--- Start EXERCISE INPUTS ---

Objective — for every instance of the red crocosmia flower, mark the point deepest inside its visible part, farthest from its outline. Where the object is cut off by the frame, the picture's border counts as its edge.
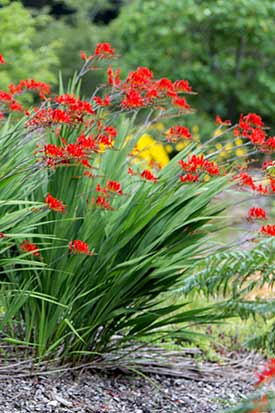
(54, 204)
(268, 230)
(114, 186)
(182, 86)
(86, 163)
(16, 107)
(268, 373)
(75, 150)
(164, 84)
(148, 176)
(247, 180)
(102, 102)
(141, 77)
(195, 163)
(178, 132)
(252, 118)
(105, 140)
(101, 202)
(219, 121)
(133, 100)
(27, 246)
(100, 189)
(110, 131)
(59, 116)
(79, 247)
(272, 184)
(113, 77)
(256, 213)
(30, 84)
(83, 55)
(270, 143)
(180, 102)
(5, 96)
(104, 49)
(189, 178)
(262, 189)
(55, 151)
(87, 142)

--- End EXERCISE INPUTS ---

▶ AIM OF THE TASK
Could you give these rows again, substituting "montbretia" for "crocosmia" and leaving everything else unchanged, but without the pictures?

▶ SOLUTION
Objective — for every instance of the red montbretia flower, mark the point deepest inside its visible part, farthest from its outline. Where the object is cut off by the frame, the picture's border counts as its edge.
(54, 204)
(268, 230)
(114, 186)
(182, 86)
(86, 163)
(16, 107)
(268, 373)
(75, 150)
(164, 84)
(148, 176)
(247, 180)
(102, 102)
(141, 77)
(195, 163)
(178, 132)
(252, 118)
(105, 140)
(101, 202)
(219, 121)
(133, 100)
(27, 246)
(100, 189)
(110, 131)
(59, 116)
(79, 247)
(272, 184)
(113, 77)
(256, 213)
(30, 84)
(83, 55)
(270, 143)
(180, 102)
(5, 96)
(104, 49)
(189, 178)
(262, 189)
(55, 151)
(87, 142)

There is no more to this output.